- EXERCISE DESCRIPTION:
Every line from the first record below down to the line that includes "Query: white shoreline" must be reproduced exactly; the pictures are not.

- RECORDS SUPPLIED:
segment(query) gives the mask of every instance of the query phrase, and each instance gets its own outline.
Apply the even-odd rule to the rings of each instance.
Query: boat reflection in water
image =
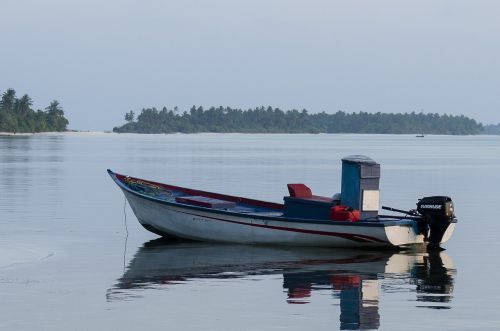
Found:
[[[329,290],[340,301],[341,329],[374,329],[380,325],[380,291],[415,291],[417,305],[447,309],[455,273],[448,255],[437,250],[375,252],[157,239],[137,251],[107,296],[128,299],[140,289],[200,278],[282,274],[287,303],[307,304],[314,291]]]

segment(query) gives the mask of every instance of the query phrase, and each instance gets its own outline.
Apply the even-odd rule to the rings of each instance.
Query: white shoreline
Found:
[[[311,136],[329,136],[329,135],[342,135],[342,136],[411,136],[415,137],[415,133],[248,133],[248,132],[196,132],[196,133],[116,133],[112,131],[53,131],[53,132],[0,132],[0,137],[31,137],[31,136],[194,136],[194,135],[311,135]],[[474,134],[474,135],[445,135],[445,134],[427,134],[425,137],[484,137],[493,136],[499,137],[497,134]]]
[[[51,131],[51,132],[0,132],[0,136],[29,137],[29,136],[60,136],[60,135],[103,135],[113,134],[111,131]]]

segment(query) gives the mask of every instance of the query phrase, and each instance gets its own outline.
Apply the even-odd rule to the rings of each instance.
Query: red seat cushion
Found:
[[[311,189],[304,184],[287,184],[288,192],[292,198],[310,198]]]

- ANSWER TO THIS EXERCISE:
segment(query) gives the mask of every instance of the query phrase, and each instance gets its own outline.
Apply the even-odd rule to the rings of each instance.
Query: boat reflection in water
image =
Found:
[[[329,290],[340,301],[341,329],[374,329],[380,325],[380,291],[415,291],[417,305],[447,309],[455,273],[448,255],[437,250],[375,252],[157,239],[137,251],[107,296],[128,299],[140,289],[200,278],[282,274],[287,303],[307,304],[314,291]]]

segment(query) gives the mask of every instance of the query phrase, and each instance gets its own outline.
Apply the even-odd rule to the rings of each instance.
Query: white shoreline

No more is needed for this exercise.